Verilen Metin:
#####
Bildiklerimiz üzerinden ilerlemek şu aşamada en doğrusu. Kısmen küresel ekonomiye dair endişelerin artış gösterdiği mini türbülans içerisinden geçiyoruz. Şiddeti yüksek değil. Kalıcılığı sorgulanıyor. Bu nedenle yarattığı tahribat varlık sınıfları özelindeki pozisyonlanmaların büyüklüğüne göre sınırlı kalıyor. Bu da risk iştahının temelden sorgulanmasına ve bozulmasına engel oluyor. Sürecin nasıl ilerleyeceğini ise son çeyrekte daha yakından izlemekte kuşkusuz fayda var. Muhtemelen Çin’de PBOC’nin bir kez daha zorunlu karşılık indirimi adımı attığı ve ekonomiyi kış koşulları kendisini göstermeden önden desteklemek istediği bir eğilim ile karşı karşıya kalacağız. Son adımın ardından oluşan risk iştahı toparlanmasını da bu kapsamda fiyatlama beklentileri için dikkate almak fena olmaz.
#####
Yapılacak İşler:
A - Şu ifadeler piyasa değerlendirmesiyle uyuşuyor mu: (i) Yaşanan türbülansın şiddeti yüksektir. (ii) Türbülansın yol açtığı tahribat sınırlı kalmaktadır. (iii) PBOC'nin yeniden zorunlu karşılık indirimine gitmesi muhtemel görülmektedir. Her birine evet ya da hayır deyin ve metinden belirleyici sözleri birebir alıntılayın.
B - Piyasa değerlendirmesinin "Bildiklerimiz üzerinden ilerlemek" sözleriyle başlayıp "almak fena olmaz." sözleriyle biten kısmını, "son çeyrekte" ifadesini "önümüzdeki aylarda" ile değiştirerek yeniden yazın.
#####
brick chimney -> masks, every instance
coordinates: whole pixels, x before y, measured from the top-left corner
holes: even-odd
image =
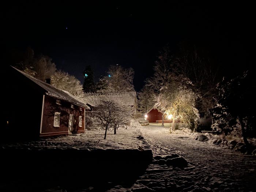
[[[51,78],[45,79],[45,82],[48,84],[51,84]]]

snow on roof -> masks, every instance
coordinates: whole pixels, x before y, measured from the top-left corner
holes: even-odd
[[[160,110],[158,109],[157,109],[156,108],[154,108],[154,107],[153,107],[152,108],[151,108],[149,110],[148,110],[148,111],[147,113],[145,113],[145,114],[147,114],[148,113],[149,113],[151,111],[151,110],[152,109],[157,109],[158,111],[159,111],[159,112],[160,112],[160,113],[163,113],[161,111],[160,111]]]
[[[46,91],[45,93],[47,95],[68,101],[75,105],[83,107],[86,109],[90,109],[90,108],[87,105],[72,95],[68,91],[56,88],[52,85],[50,85],[46,82],[37,79],[15,67],[12,66],[12,67],[42,88]]]
[[[94,93],[84,93],[80,98],[84,103],[91,106],[97,106],[101,100],[119,99],[127,105],[136,105],[136,91],[127,92]]]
#####
Görev Çıktıları:
A -
(i) Hayır: "Şiddeti yüksek değil."
(ii) Evet: "Bu nedenle yarattığı tahribat varlık sınıfları özelindeki pozisyonlanmaların büyüklüğüne göre sınırlı kalıyor."
(iii) Evet: "Muhtemelen Çin’de PBOC’nin bir kez daha zorunlu karşılık indirimi adımı attığı"

B -
Bildiklerimiz üzerinden ilerlemek şu aşamada en doğrusu. Kısmen küresel ekonomiye dair endişelerin artış gösterdiği mini türbülans içerisinden geçiyoruz. Şiddeti yüksek değil. Kalıcılığı sorgulanıyor. Bu nedenle yarattığı tahribat varlık sınıfları özelindeki pozisyonlanmaların büyüklüğüne göre sınırlı kalıyor. Bu da risk iştahının temelden sorgulanmasına ve bozulmasına engel oluyor. Sürecin nasıl ilerleyeceğini ise önümüzdeki aylarda daha yakından izlemekte kuşkusuz fayda var. Muhtemelen Çin’de PBOC’nin bir kez daha zorunlu karşılık indirimi adımı attığı ve ekonomiyi kış koşulları kendisini göstermeden önden desteklemek istediği bir eğilim ile karşı karşıya kalacağız. Son adımın ardından oluşan risk iştahı toparlanmasını da bu kapsamda fiyatlama beklentileri için dikkate almak fena olmaz.